Spatial localization data:
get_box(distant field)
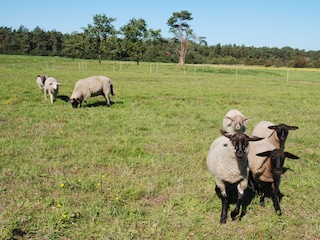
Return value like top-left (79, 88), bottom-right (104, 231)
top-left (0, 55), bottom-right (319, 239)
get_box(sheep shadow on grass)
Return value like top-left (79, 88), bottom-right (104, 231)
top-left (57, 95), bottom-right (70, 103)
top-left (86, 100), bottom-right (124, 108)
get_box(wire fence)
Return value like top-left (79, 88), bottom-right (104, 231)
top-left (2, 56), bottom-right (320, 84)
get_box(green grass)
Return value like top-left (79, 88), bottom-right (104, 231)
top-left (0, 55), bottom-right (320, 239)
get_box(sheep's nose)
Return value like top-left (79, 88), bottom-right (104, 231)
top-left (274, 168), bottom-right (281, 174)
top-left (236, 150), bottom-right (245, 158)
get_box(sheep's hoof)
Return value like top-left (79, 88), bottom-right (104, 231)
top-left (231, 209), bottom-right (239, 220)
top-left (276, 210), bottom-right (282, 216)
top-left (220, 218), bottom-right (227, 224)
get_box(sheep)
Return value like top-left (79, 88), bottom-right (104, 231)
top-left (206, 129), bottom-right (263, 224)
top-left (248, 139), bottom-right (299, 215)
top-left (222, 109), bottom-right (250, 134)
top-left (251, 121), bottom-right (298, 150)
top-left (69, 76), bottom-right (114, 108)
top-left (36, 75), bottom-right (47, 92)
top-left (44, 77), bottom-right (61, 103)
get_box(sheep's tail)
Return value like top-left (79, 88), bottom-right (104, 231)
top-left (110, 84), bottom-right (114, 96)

- _PROBLEM TO WORK ON_:
Nothing but the pictures may be dropped; output the records above exactly.

- _TASK OUTPUT_:
get_box(distant field)
Return value like top-left (79, 88), bottom-right (104, 231)
top-left (0, 55), bottom-right (319, 239)
get_box(sheep shadow on grass)
Return value like top-left (79, 88), bottom-right (104, 231)
top-left (57, 95), bottom-right (70, 103)
top-left (86, 100), bottom-right (124, 108)
get_box(wire fence)
Return value like top-left (79, 88), bottom-right (104, 231)
top-left (2, 56), bottom-right (320, 84)
get_box(green grass)
Return value like top-left (79, 88), bottom-right (104, 231)
top-left (0, 55), bottom-right (320, 239)
get_box(sheep's nose)
Return value like top-left (79, 88), bottom-right (104, 231)
top-left (274, 168), bottom-right (281, 174)
top-left (236, 150), bottom-right (245, 158)
get_box(sheep's hoof)
Return value like top-left (79, 88), bottom-right (104, 231)
top-left (231, 209), bottom-right (239, 220)
top-left (276, 210), bottom-right (282, 216)
top-left (220, 218), bottom-right (227, 224)
get_box(sheep)
Return value like top-left (79, 88), bottom-right (104, 231)
top-left (206, 129), bottom-right (263, 224)
top-left (248, 139), bottom-right (299, 215)
top-left (222, 109), bottom-right (250, 134)
top-left (251, 121), bottom-right (298, 150)
top-left (69, 76), bottom-right (114, 108)
top-left (36, 75), bottom-right (47, 92)
top-left (44, 77), bottom-right (61, 103)
get_box(sheep's tail)
Return value like top-left (79, 88), bottom-right (104, 231)
top-left (110, 84), bottom-right (114, 96)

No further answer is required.